## Selected text
>>>>>
How can duty-free win back shoppers?
Travel retail sales are 13% below pre-pandemic levels despite a surge in air passengers.
Global travel retail is expanding in passenger terms but struggling to convert traffic into spending, highlighting a widening gap that operators are racing to close.
Air travel reached 9.5 billion passengers in 2024, surpassing pre-pandemic levels. Yet travel retail sales totaled $74.1b, about 13% below 2019, according to a September 2025 report by consulting firm Kearney. It marked the third straight year when passenger growth outpaced retail value.
The Asia-Pacific region, still the biggest contributor to global travel retail, posted declining sales despite record passenger volumes.
The drop was driven by policy restrictions and softer spending from Mainland Chinese travelers. India stood out as an exception, with rising consumer confidence supporting retail gains.
Europe and the Middle East benefited from more diverse passenger mixes and targeted retail upgrades, whilst the Americas recorded modest growth, constrained by older store formats and fragmented operations.
Globally, average spending per passenger remains about 17% below pre-pandemic levels.
A Kearney survey of more than 3,000 travelers and interviews with over 40 senior executives found structural shifts in consumer behavior.
<<<<<
## Information given
>>>>>
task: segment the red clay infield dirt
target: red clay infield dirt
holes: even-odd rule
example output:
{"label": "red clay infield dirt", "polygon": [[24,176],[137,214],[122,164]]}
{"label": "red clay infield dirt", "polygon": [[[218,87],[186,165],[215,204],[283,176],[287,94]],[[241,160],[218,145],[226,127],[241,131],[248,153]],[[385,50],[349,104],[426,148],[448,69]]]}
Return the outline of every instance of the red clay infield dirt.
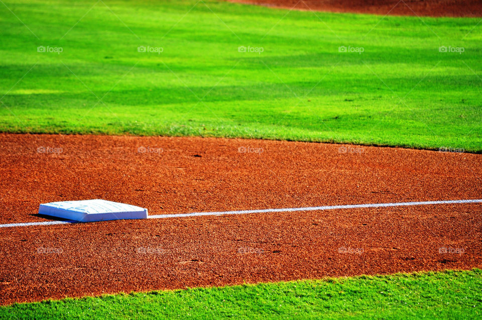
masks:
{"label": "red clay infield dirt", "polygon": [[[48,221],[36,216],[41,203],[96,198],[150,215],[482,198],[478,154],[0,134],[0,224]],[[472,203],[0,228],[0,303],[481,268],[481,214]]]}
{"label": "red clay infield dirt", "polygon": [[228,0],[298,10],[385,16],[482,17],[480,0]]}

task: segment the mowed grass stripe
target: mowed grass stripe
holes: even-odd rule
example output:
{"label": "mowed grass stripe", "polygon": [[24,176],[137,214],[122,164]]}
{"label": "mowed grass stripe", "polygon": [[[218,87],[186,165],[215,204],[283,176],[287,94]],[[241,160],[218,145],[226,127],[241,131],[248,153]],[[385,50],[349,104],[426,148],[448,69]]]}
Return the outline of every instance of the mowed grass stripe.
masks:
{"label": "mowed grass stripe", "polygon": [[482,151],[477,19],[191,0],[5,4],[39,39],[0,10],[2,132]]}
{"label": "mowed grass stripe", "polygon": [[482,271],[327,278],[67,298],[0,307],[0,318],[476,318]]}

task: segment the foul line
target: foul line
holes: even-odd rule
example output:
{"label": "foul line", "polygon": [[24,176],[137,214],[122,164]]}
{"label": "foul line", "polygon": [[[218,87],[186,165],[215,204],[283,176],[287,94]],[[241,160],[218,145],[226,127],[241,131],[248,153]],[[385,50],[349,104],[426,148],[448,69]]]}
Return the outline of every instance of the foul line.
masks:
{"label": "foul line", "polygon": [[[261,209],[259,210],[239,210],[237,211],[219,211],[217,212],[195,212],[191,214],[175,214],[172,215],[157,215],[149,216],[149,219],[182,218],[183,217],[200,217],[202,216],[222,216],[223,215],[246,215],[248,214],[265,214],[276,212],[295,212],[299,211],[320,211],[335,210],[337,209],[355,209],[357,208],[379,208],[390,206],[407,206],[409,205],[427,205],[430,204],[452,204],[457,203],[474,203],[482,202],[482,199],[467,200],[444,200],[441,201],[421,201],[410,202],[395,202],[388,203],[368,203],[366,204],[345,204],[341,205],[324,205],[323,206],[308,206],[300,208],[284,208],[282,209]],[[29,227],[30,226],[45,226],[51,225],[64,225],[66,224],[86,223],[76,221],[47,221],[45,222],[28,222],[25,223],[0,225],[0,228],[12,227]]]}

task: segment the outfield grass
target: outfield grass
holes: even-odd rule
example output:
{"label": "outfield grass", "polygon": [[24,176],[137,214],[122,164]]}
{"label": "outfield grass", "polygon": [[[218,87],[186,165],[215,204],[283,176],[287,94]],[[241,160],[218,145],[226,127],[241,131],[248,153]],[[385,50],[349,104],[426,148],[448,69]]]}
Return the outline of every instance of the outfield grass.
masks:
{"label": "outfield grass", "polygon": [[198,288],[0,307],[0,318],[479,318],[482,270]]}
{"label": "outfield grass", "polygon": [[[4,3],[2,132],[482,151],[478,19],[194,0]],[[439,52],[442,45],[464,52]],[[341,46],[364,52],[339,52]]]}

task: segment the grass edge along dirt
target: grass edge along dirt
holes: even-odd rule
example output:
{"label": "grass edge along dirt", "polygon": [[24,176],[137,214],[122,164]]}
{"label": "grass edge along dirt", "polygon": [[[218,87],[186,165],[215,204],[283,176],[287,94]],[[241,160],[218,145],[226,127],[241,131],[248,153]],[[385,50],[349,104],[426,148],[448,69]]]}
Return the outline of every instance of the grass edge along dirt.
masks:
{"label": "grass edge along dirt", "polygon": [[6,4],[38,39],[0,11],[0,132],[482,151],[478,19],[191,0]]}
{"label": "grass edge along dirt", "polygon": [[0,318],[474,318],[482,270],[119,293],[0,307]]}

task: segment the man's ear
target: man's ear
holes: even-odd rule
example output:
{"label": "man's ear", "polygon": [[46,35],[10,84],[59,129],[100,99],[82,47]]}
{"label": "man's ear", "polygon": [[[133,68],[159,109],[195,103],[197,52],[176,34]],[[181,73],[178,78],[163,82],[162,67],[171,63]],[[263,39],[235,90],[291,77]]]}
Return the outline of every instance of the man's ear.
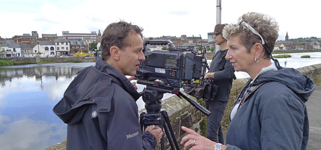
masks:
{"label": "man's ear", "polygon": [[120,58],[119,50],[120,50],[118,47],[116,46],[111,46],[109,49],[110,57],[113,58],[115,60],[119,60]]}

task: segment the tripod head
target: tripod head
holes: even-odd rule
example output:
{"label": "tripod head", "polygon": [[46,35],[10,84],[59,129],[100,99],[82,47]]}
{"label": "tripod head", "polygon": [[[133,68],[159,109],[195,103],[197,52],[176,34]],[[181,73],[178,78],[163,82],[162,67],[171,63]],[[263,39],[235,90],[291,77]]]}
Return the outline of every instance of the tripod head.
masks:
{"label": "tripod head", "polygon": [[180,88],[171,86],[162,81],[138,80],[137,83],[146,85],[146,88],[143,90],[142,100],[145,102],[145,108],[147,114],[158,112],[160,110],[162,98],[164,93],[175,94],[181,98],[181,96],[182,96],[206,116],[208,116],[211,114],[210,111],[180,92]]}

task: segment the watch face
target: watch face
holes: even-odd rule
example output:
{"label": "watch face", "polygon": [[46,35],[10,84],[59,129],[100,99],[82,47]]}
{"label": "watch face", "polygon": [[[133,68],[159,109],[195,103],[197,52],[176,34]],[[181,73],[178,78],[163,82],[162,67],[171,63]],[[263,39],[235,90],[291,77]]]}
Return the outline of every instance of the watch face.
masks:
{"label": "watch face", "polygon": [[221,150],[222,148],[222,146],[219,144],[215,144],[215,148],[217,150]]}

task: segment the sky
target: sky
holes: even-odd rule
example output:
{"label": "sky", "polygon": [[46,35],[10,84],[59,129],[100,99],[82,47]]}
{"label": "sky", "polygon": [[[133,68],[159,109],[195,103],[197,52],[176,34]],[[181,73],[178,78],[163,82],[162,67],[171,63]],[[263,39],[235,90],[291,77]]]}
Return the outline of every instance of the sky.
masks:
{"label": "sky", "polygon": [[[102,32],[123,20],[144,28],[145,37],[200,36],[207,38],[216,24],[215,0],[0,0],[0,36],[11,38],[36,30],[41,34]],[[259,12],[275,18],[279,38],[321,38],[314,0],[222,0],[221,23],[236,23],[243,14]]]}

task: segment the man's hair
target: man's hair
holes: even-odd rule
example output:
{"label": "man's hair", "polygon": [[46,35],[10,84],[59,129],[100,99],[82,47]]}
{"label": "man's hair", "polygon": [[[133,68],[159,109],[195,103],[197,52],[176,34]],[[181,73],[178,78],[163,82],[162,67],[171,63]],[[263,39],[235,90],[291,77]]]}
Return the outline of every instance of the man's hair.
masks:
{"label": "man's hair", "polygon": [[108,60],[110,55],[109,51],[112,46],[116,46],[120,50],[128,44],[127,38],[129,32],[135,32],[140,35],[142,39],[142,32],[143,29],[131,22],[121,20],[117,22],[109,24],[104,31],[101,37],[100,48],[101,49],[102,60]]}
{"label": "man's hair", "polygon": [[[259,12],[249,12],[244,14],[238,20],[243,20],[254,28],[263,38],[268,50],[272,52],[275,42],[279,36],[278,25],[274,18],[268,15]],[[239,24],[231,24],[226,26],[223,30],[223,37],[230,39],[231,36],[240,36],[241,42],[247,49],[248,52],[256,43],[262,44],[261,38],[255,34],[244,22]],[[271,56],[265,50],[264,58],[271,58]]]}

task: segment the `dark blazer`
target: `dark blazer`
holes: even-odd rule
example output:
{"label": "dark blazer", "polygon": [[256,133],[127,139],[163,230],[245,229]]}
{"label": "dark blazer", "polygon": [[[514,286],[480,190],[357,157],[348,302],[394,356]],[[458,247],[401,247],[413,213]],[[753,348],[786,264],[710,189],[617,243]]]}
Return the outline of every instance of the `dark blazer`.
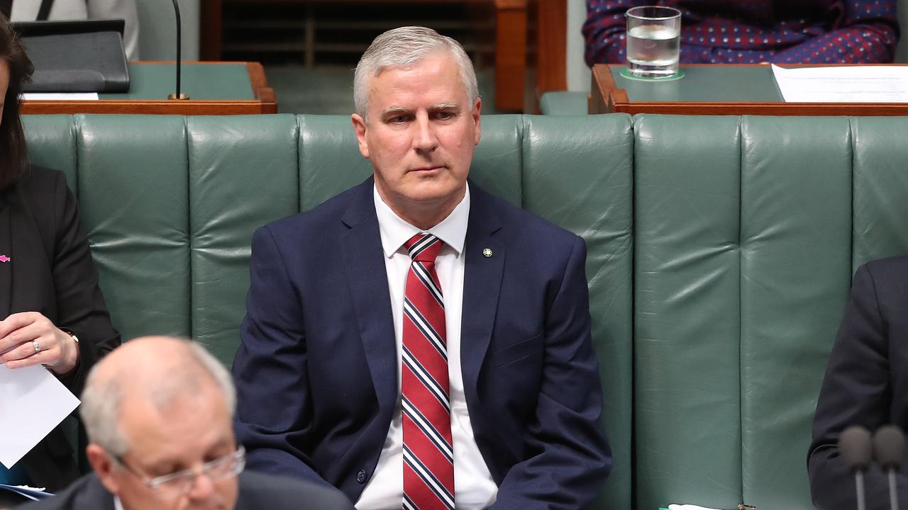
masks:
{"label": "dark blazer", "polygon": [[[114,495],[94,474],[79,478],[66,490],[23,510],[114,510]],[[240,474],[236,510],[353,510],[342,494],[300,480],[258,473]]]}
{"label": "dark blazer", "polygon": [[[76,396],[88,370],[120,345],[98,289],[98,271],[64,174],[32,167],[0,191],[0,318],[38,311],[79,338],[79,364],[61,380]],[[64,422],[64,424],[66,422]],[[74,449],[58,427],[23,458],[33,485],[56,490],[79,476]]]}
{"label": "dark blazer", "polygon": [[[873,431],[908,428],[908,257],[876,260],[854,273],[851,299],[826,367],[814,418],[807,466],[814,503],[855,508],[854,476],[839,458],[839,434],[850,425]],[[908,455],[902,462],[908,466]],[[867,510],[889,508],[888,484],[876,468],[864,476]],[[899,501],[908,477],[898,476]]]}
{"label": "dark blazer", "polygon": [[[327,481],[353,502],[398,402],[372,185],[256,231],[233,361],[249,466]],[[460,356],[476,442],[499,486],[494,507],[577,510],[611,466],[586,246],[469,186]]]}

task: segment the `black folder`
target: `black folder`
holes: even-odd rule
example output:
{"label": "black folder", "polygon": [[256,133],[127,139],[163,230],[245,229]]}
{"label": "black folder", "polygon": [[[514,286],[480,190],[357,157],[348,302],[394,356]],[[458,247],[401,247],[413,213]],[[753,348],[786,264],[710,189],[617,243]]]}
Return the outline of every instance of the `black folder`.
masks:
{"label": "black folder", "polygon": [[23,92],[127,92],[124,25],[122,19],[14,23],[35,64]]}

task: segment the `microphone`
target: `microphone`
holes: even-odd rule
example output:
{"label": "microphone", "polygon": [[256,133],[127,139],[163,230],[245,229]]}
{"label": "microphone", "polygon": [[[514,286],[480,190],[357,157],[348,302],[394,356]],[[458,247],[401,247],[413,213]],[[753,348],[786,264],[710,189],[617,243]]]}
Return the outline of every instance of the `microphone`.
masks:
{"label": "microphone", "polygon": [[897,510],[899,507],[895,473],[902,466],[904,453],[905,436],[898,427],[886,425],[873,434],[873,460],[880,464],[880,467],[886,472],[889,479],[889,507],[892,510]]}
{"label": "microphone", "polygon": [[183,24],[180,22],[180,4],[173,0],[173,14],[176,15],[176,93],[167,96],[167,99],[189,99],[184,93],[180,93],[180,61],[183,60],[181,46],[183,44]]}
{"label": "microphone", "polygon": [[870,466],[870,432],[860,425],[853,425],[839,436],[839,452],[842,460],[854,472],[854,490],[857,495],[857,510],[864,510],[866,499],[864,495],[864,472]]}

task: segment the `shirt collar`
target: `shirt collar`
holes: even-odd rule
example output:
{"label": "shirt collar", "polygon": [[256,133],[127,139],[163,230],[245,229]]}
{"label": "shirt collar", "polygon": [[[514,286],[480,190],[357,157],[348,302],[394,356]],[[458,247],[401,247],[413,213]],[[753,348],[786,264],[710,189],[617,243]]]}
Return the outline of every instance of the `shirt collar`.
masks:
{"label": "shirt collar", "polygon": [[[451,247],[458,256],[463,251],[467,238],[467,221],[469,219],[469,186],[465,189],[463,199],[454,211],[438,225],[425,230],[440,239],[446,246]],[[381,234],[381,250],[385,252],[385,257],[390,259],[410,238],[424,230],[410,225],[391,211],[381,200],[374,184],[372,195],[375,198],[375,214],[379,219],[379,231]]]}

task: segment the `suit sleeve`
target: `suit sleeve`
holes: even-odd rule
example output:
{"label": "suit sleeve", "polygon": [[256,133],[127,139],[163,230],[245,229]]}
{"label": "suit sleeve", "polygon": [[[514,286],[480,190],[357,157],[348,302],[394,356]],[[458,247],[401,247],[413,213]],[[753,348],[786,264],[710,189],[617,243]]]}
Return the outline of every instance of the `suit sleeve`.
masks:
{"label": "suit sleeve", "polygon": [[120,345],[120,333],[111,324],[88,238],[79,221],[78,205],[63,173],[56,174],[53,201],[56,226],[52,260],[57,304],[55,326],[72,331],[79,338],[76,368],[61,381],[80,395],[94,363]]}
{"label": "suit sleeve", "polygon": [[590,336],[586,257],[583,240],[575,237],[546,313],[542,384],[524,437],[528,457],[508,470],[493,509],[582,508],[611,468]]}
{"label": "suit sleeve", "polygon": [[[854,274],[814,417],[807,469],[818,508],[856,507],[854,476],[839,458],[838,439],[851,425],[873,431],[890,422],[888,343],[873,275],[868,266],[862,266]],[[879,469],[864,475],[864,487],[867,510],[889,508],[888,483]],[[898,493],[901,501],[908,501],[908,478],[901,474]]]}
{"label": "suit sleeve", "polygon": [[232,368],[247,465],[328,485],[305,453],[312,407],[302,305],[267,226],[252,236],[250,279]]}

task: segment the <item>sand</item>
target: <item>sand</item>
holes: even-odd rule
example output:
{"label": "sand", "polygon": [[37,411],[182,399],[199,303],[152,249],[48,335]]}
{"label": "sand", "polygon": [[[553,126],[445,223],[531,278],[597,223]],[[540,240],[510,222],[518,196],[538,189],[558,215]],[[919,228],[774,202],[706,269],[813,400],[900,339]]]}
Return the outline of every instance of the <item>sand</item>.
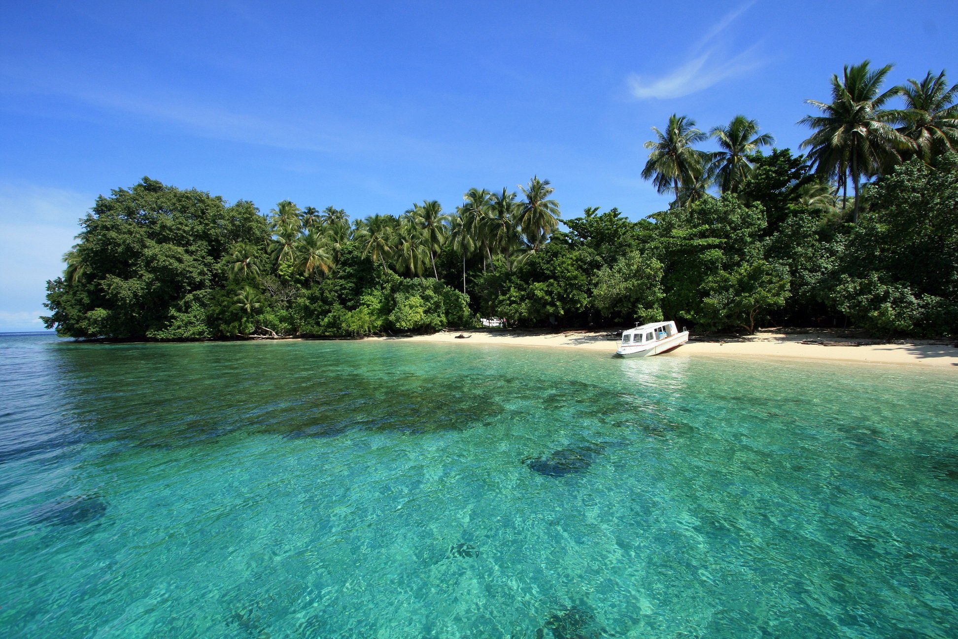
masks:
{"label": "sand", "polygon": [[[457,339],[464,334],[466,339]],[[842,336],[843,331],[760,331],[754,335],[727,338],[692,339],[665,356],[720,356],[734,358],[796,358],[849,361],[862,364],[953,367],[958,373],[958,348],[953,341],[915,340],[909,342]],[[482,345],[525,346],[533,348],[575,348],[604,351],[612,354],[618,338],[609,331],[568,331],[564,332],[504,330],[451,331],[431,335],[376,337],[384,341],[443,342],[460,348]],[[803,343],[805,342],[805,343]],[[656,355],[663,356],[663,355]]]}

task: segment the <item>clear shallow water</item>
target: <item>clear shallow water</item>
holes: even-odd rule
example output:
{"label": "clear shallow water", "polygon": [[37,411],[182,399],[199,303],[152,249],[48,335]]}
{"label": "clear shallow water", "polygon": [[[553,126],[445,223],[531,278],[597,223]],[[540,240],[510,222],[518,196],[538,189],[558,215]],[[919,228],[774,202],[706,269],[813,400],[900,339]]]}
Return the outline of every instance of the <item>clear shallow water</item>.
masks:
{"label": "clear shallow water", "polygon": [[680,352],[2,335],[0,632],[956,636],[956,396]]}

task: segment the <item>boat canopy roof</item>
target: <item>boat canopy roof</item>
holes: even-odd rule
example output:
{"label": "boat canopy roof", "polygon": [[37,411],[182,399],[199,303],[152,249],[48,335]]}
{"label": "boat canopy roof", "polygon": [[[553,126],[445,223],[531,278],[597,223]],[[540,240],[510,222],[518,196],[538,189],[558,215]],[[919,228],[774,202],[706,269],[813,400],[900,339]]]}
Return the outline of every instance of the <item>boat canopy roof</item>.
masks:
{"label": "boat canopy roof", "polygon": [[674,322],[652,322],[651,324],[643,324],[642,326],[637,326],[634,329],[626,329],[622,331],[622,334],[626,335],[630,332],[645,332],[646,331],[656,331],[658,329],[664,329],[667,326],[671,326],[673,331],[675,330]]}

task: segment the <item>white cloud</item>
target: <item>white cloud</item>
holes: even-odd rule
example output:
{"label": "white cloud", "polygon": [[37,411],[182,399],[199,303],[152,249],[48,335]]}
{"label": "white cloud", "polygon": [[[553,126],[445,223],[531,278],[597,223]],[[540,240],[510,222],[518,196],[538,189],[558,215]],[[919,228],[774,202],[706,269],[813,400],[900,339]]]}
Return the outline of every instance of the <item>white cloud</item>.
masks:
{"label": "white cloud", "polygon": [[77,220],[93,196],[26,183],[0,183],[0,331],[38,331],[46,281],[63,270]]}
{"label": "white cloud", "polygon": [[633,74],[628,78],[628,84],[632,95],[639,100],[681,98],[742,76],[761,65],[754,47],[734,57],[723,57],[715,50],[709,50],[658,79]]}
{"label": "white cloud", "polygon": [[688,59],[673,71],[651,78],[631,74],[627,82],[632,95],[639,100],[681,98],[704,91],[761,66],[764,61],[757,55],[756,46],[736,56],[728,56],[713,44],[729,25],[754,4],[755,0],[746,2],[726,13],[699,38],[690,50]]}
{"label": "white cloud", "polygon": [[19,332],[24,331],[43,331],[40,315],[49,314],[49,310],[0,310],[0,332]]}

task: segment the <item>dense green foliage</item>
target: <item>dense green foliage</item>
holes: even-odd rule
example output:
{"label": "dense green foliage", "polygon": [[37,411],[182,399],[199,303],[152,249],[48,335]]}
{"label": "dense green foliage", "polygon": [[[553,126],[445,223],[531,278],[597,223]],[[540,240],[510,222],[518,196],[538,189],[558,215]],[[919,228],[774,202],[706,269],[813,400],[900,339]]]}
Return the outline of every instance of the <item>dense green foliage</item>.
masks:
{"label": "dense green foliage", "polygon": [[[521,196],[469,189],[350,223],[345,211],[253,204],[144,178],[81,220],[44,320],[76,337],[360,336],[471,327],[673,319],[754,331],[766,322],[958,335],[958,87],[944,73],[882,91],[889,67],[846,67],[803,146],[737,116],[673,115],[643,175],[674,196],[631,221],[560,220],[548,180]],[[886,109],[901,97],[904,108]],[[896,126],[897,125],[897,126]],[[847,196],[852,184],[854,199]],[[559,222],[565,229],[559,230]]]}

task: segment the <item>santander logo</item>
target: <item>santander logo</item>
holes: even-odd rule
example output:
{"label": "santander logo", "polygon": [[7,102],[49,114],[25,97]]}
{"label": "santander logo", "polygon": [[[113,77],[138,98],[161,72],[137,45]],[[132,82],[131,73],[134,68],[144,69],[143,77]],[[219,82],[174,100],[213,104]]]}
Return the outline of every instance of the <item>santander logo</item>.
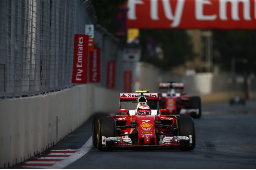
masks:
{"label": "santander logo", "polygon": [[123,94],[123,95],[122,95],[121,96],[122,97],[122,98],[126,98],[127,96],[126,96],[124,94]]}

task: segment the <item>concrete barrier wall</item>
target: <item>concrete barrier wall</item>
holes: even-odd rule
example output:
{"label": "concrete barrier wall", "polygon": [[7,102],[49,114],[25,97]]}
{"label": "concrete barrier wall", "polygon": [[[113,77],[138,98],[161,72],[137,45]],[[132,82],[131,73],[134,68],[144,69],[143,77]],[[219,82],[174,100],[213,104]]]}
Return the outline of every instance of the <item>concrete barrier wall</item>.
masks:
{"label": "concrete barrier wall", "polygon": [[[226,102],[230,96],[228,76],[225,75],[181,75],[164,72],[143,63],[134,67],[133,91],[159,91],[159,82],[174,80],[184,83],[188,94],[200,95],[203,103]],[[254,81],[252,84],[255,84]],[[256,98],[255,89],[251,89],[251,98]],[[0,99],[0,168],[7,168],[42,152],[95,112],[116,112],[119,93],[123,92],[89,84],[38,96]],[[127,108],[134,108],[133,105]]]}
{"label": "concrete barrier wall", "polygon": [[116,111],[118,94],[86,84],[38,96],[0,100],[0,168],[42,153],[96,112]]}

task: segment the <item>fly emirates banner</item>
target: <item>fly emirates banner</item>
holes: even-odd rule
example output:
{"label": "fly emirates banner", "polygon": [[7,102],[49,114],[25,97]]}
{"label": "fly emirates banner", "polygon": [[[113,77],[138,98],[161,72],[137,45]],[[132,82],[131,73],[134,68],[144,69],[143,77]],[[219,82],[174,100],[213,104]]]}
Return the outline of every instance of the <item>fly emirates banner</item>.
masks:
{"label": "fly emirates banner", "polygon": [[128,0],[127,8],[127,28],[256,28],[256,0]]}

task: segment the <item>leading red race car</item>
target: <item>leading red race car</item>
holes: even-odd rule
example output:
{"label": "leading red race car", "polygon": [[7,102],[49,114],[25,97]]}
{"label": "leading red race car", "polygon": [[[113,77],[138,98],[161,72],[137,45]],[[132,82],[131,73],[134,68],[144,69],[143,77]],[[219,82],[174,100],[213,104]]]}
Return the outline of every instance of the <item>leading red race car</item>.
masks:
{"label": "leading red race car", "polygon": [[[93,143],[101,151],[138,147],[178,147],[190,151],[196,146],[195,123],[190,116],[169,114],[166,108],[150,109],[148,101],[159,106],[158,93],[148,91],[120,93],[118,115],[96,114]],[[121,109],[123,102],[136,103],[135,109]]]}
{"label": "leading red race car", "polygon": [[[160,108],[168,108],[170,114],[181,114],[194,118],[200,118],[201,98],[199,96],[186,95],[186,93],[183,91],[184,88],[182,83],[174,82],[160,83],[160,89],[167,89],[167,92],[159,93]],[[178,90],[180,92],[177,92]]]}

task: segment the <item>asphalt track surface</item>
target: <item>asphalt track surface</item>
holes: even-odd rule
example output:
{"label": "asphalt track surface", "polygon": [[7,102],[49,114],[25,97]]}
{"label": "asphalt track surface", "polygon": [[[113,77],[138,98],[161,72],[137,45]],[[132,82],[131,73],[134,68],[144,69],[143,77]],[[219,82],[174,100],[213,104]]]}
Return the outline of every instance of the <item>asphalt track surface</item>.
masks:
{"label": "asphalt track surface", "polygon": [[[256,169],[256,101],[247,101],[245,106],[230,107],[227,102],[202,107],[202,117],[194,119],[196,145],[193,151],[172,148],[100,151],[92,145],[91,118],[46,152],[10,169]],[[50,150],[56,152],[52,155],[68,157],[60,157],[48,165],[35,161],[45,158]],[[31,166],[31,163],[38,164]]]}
<<<<<
## Work item A
Name every world region that the duty-free article reports on. Leave out single countries.
## Work item B
Say whether each statement agrees with the duty-free article. Answer yes or no and quote the deciding words. (i) Travel retail sales in 2024 came to $74.1b. (ii) Average spending per passenger is about 13% below pre-pandemic levels. (iii) Sales in the Americas fell.
## Work item C
Write out everything in the duty-free article from "Global travel retail is" down to "outpaced retail value.".

## Answer box A
Asia-Pacific, Europe, the Middle East, the Americas

## Answer box B
(i) Yes: "travel retail sales totaled $74.1b"
(ii) No: "average spending per passenger remains about 17% below pre-pandemic levels"
(iii) No: "the Americas recorded modest growth"

## Answer box C
Global travel retail is expanding in passenger terms but struggling to convert traffic into spending, highlighting a widening gap that operators are racing to close.
Air travel reached 9.5 billion passengers in 2024, surpassing pre-pandemic levels. Yet travel retail sales totaled $74.1b, about 13% below 2019, according to a September 2025 report by consulting firm Kearney. It marked the third straight year when passenger growth outpaced retail value.